Natural-language object grounding data
---------------

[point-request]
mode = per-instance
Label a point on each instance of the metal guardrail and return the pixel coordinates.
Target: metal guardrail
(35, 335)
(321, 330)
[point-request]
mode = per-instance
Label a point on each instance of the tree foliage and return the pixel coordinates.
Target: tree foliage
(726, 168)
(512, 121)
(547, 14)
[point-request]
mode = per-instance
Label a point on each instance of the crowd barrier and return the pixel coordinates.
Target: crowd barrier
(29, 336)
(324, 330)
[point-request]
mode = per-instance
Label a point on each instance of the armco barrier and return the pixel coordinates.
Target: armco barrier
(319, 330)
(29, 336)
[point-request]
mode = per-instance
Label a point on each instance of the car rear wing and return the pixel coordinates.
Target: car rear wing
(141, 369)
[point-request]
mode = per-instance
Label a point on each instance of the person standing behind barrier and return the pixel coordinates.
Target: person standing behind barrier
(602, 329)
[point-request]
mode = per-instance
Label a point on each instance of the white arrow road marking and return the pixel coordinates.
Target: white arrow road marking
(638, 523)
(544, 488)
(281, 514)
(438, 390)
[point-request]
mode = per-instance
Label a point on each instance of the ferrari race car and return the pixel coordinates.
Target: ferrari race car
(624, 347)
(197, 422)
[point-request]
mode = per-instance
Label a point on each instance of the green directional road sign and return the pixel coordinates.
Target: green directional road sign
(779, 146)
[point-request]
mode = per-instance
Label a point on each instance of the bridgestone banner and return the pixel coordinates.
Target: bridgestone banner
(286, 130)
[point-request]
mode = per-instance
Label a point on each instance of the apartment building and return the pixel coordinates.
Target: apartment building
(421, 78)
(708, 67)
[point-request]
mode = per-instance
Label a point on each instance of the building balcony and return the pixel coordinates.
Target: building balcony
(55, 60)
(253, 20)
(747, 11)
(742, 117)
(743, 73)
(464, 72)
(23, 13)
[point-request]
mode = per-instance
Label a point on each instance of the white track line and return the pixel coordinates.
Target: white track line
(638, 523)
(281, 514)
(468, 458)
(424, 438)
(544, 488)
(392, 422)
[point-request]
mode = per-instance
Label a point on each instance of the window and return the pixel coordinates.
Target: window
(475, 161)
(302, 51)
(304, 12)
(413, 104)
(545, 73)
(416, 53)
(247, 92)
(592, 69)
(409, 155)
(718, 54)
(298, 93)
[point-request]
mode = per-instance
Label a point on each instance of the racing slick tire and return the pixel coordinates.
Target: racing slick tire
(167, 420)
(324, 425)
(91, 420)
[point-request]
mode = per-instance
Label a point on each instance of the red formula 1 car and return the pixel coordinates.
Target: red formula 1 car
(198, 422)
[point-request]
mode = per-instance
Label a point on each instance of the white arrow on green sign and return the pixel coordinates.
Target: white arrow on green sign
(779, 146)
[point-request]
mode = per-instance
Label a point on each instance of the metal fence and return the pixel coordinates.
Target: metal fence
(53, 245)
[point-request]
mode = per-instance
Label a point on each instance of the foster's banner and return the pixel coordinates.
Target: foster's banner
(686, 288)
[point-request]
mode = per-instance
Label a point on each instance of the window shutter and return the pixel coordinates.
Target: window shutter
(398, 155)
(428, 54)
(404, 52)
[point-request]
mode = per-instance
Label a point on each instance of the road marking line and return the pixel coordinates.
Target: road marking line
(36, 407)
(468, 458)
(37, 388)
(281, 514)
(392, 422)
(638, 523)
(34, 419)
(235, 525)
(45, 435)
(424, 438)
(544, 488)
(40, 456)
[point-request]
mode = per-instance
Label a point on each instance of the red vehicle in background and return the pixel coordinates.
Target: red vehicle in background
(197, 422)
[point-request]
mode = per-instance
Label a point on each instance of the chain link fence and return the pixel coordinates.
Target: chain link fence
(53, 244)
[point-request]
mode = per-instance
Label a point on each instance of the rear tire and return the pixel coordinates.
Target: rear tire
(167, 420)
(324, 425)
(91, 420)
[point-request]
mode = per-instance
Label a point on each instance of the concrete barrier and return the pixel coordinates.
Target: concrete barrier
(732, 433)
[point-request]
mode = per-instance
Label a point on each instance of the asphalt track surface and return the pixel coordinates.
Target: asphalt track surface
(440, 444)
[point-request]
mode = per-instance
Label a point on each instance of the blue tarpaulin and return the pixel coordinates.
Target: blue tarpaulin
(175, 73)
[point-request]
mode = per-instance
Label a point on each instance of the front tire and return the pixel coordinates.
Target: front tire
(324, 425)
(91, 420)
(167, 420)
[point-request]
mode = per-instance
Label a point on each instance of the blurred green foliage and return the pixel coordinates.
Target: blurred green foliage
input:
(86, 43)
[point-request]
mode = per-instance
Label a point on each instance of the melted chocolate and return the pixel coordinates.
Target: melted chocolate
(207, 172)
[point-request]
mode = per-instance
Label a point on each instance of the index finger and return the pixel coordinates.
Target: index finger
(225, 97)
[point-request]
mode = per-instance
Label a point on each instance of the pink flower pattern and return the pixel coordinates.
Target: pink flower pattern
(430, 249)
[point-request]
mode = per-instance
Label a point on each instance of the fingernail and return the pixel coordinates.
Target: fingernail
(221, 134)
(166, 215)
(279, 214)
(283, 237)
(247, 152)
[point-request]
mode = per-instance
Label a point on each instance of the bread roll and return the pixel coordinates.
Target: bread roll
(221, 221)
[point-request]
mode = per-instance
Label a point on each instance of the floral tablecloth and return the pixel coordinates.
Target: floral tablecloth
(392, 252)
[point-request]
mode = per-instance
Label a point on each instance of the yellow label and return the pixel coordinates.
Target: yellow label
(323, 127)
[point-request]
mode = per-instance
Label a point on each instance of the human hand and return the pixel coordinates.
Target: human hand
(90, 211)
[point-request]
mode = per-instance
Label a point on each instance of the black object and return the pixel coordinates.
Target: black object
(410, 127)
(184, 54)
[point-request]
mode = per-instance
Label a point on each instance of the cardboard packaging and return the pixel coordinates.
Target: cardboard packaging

---------------

PROBLEM REQUIREMENTS
For the records above, state the number of lines that include the string "packaging" and add nothing.

TASK ANSWER
2